§ ANFORDERUNG 1: Prüfen Sie, ob die Aussagen (a) bis (c) mit dem Urteil des Landgerichts Chemnitz übereinstimmen, und antworten Sie jeweils mit Ja oder Nein samt den entscheidenden Worten des Urteils als wörtlichem Zitat. (a) Die mündliche Verhandlung fand am 08.12.2005 statt. (b) Das Urteil erging durch eine mit mehreren Richtern besetzte Kammer. (c) Der Klage wurde stattgegeben.
§ ANFORDERUNG 2: Setzen Sie das Urteil des Landgerichts Chemnitz im Anschluss an den Satz „Die Klage wird abgewiesen.“ fort.

§ BEREITGESTELLTER TEXT:
....

Rechtsanwältin Gudrun Fuchs - LG Chemnitz 29.12.2005: Mithaftung des Ehepartners bei Krediten


Dieses Urteil des Landgericht Chemnitz zeigt, wo die Grenzen der Mithaftung des Ehepartners bei Krediten sind.


                                             Landgericht
                                             Chemnitz


7 0 262/05                                   Verkündet am:
                                             29.12.2005


                  IM NAMEN DES VOLKES



In dem Rechtsstreit

XXXXXXXXX XXXXXXXXX XXXXXXX,
vertr. durch den Vorstandsvorsitzenden XXXXXXXX XXXXXXX und das
Vorstandsmitglied XXXXXXXXXXXXXXXXXXXXXXXXXXXXXXXXXXXXXXXXXXXXX
XXXXXX XXXXXXXXXXXXX
Klägerin

Prozessbevollmächtigte: XXXXXXXXXX XXXXXXXXXXXXXXXXXXX
                        XXXXXXXXXXXXXX
                        XXXXXXXXXXXXXX

    gegen

1)  XXXXXXXXX XXXXXXXXXXXX
    XXXXXXXXXXXXXXXXXXXXXXXXXXXX
- Beklagter

2)  XXXXXXXXX XXXXXXXXXXXX
    XXXXXXXXXXXXXXXXXXXXXXXXXXXX
- Beklagte

Prozessbevollmächtigte: zu 2    Rechtsanwältin Gudrun Fuchs,
                                Maximilianstraße 14, 93047
                                Regensburg



                   wegen Forderung


erlässt das Landgericht Chemnitz 7. Zivilkammer - durch
Richter am Landgericht XXXXXXXX als Einzelrichter aufgrund der
mündlichen Verhandlung vom 08.12.2005 folgendes


                     Endurteil


I.   Die Klage wird abgewiesen.

....

§ BEREITGESTELLTE DATEN:
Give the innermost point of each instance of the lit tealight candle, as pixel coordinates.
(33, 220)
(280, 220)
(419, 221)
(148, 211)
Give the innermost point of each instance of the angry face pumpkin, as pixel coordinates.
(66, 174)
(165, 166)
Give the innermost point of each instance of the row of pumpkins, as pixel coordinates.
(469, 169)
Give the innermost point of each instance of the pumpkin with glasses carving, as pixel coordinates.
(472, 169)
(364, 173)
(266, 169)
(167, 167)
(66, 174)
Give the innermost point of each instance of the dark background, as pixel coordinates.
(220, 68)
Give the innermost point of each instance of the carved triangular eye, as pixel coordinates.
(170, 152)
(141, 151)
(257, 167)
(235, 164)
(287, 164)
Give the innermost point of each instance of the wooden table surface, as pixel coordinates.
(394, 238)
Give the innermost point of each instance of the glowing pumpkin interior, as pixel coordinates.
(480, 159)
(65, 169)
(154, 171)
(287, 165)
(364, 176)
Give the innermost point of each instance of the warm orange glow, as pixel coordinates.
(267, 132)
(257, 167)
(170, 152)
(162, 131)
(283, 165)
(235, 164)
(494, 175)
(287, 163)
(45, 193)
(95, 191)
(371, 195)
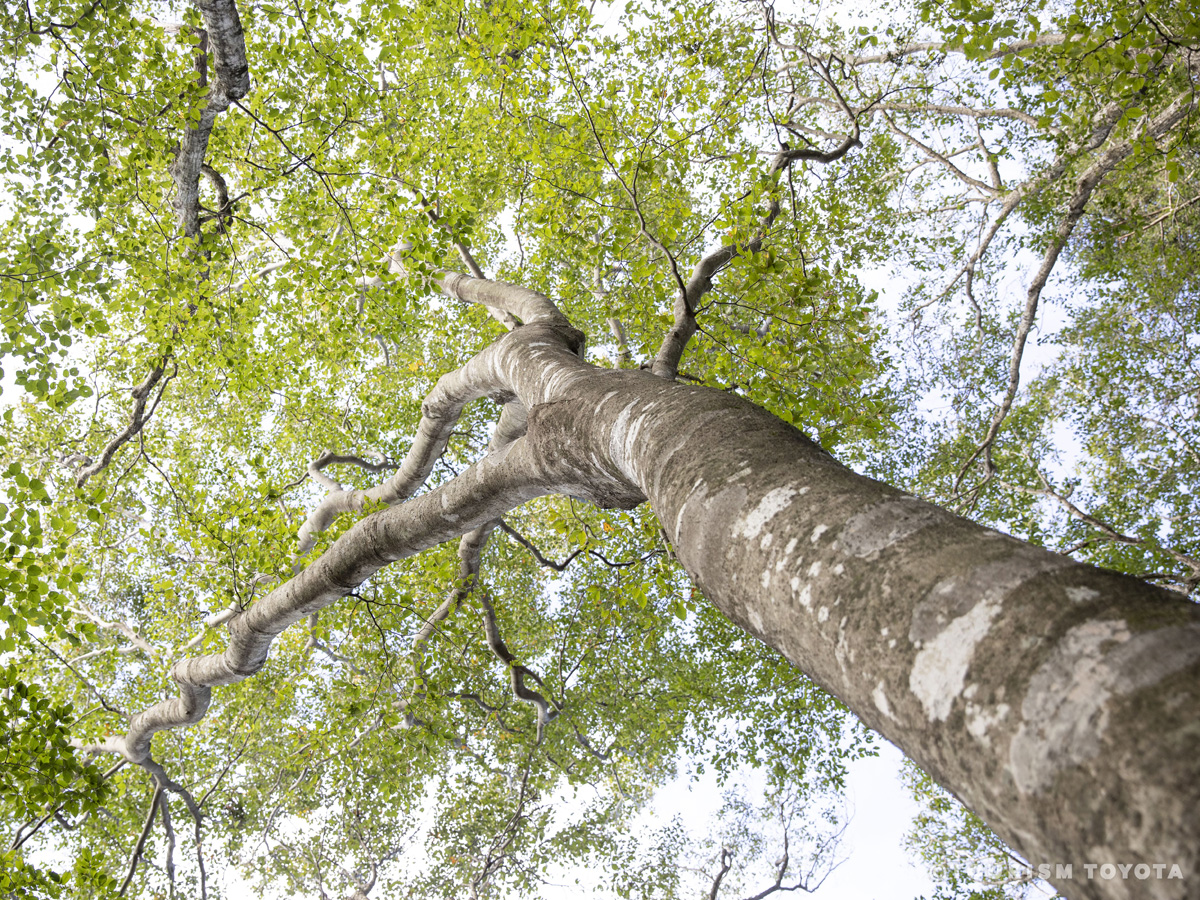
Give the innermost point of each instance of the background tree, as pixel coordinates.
(263, 319)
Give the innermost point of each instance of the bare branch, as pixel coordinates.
(137, 420)
(142, 839)
(537, 553)
(1085, 186)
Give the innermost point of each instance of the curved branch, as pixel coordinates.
(137, 420)
(478, 496)
(1085, 186)
(480, 377)
(222, 27)
(517, 673)
(666, 363)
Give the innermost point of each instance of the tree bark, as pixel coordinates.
(1059, 701)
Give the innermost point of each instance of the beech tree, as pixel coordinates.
(262, 263)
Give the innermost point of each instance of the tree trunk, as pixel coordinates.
(1059, 701)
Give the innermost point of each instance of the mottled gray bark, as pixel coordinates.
(1059, 701)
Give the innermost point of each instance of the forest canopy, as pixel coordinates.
(953, 244)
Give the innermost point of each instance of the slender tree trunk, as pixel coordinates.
(1059, 701)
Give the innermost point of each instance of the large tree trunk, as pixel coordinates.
(1059, 701)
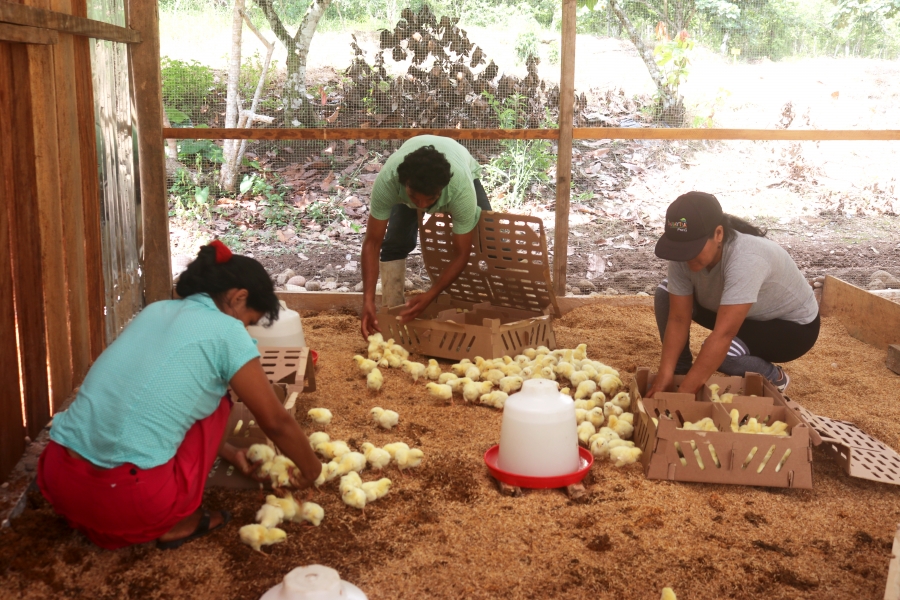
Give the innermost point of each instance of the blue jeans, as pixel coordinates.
(403, 227)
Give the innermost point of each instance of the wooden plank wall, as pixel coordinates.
(51, 284)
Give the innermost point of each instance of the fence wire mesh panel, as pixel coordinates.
(302, 205)
(117, 159)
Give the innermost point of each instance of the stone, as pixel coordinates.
(585, 286)
(283, 277)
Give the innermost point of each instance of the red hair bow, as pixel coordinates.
(223, 254)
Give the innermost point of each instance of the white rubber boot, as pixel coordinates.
(393, 278)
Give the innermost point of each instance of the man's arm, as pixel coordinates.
(728, 321)
(371, 250)
(462, 244)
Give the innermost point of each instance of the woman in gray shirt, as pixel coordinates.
(726, 276)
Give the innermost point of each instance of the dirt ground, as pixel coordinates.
(444, 531)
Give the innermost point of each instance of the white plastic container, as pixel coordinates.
(539, 434)
(287, 331)
(315, 582)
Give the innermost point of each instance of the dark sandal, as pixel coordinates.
(201, 530)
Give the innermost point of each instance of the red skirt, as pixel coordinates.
(128, 505)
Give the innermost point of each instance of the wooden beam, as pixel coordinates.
(49, 204)
(12, 431)
(25, 250)
(324, 301)
(90, 190)
(564, 151)
(578, 133)
(365, 133)
(143, 15)
(867, 317)
(47, 19)
(27, 35)
(640, 133)
(72, 200)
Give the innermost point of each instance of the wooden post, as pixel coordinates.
(72, 200)
(564, 148)
(143, 16)
(25, 249)
(12, 433)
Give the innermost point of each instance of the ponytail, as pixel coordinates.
(730, 224)
(214, 273)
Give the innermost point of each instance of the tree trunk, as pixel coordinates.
(671, 108)
(297, 108)
(232, 101)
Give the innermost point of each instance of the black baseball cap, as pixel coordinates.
(690, 220)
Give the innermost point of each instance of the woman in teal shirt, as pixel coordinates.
(128, 461)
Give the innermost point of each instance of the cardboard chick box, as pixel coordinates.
(722, 456)
(502, 302)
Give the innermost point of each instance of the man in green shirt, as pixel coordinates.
(428, 173)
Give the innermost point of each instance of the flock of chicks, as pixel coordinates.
(343, 462)
(604, 425)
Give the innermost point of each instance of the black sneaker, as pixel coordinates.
(784, 378)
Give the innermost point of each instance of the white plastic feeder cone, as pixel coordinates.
(314, 582)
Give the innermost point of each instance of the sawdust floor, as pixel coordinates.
(445, 531)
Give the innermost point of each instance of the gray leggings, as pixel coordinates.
(777, 340)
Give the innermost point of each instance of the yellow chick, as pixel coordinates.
(258, 452)
(316, 438)
(365, 365)
(375, 490)
(374, 380)
(443, 392)
(494, 376)
(585, 389)
(409, 459)
(392, 449)
(433, 371)
(622, 428)
(446, 378)
(312, 513)
(611, 409)
(610, 384)
(585, 430)
(257, 536)
(414, 369)
(333, 449)
(577, 378)
(354, 497)
(269, 515)
(350, 480)
(510, 384)
(377, 458)
(288, 506)
(322, 416)
(495, 399)
(376, 346)
(386, 418)
(352, 461)
(622, 400)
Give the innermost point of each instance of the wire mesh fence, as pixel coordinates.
(491, 65)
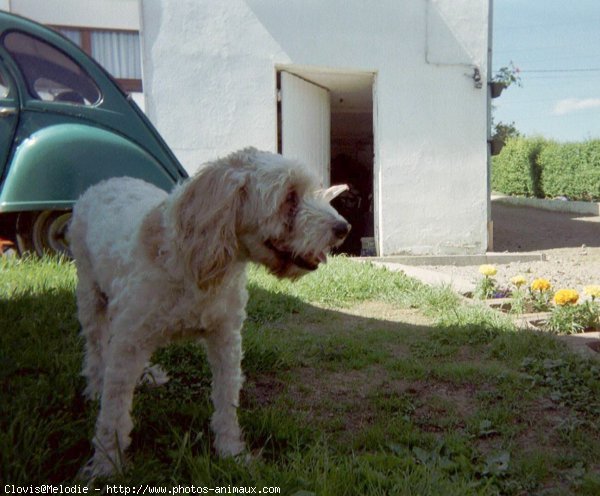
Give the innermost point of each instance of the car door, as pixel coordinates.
(9, 115)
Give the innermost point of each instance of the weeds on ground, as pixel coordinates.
(335, 402)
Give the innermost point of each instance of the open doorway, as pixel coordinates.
(325, 119)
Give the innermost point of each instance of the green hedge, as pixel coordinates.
(547, 169)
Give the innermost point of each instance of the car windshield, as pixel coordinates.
(49, 73)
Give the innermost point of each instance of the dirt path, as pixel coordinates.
(522, 229)
(570, 242)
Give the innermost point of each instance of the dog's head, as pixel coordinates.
(257, 206)
(287, 223)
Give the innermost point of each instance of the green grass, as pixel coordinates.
(359, 381)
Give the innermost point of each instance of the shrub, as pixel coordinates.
(571, 170)
(515, 170)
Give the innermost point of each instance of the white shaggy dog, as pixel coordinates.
(156, 267)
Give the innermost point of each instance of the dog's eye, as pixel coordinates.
(292, 198)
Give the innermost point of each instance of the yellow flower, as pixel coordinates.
(541, 285)
(593, 291)
(566, 297)
(488, 270)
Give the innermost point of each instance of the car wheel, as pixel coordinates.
(43, 232)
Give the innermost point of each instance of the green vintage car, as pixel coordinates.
(64, 125)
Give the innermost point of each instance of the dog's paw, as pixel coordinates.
(154, 375)
(96, 468)
(230, 446)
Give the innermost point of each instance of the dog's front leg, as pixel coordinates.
(224, 351)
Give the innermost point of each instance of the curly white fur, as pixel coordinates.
(156, 267)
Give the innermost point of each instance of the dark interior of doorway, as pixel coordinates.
(352, 164)
(352, 151)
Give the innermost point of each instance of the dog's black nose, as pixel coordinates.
(341, 229)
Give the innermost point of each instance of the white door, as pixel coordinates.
(305, 124)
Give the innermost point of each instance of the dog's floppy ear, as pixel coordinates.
(206, 217)
(332, 192)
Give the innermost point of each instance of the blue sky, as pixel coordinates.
(556, 46)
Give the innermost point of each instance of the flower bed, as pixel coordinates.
(536, 304)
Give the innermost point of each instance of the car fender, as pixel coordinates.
(55, 165)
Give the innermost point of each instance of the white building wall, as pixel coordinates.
(210, 86)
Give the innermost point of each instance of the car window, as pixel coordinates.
(4, 87)
(49, 73)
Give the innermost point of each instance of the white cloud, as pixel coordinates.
(570, 105)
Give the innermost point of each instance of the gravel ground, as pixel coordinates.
(571, 244)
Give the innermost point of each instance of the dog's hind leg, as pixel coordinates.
(224, 352)
(92, 312)
(124, 365)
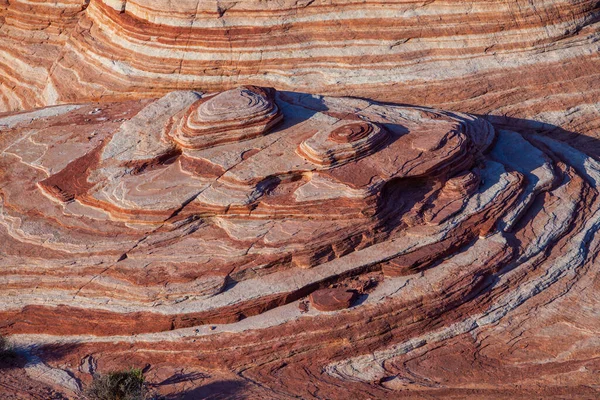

....

§ AUFGABENERGEBNIS 1:
(a) Ja: „mündlichen Verhandlung vom 08.12.2005“
(b) Nein: „als Einzelrichter“
(c) Nein: „Die Klage wird abgewiesen.“

§ AUFGABENERGEBNIS 2:
II.  Die Gerichtskosten tragen die Klägerin und der Beklagte
     zu 1) jeweils zur Hälfte. Die Klägerin trägt die
     außergerichtlichen Kosten der Beklagten zu 2), der
     Beklagte zu 1) die Hälfte der der Klägerin entstandenen
     außergerichtlichen Kosten. Im übrigen tragen die Parteien
     ihre außergerichtlichen Kosten selbst.

III. Das Urteil ist gegen Sicherheitsleistung in Höhe von
     110 des zu vollstreckenden Betrages vorläufig
     vollstreckbar.




                    Tatbestand:

Die Klägerin macht Rückzahlungsansprüche gegen die Beklagten
aus dem am 19.1.1996 geschlossenen Darlehensvertrag, Anlage K 1,
geltend.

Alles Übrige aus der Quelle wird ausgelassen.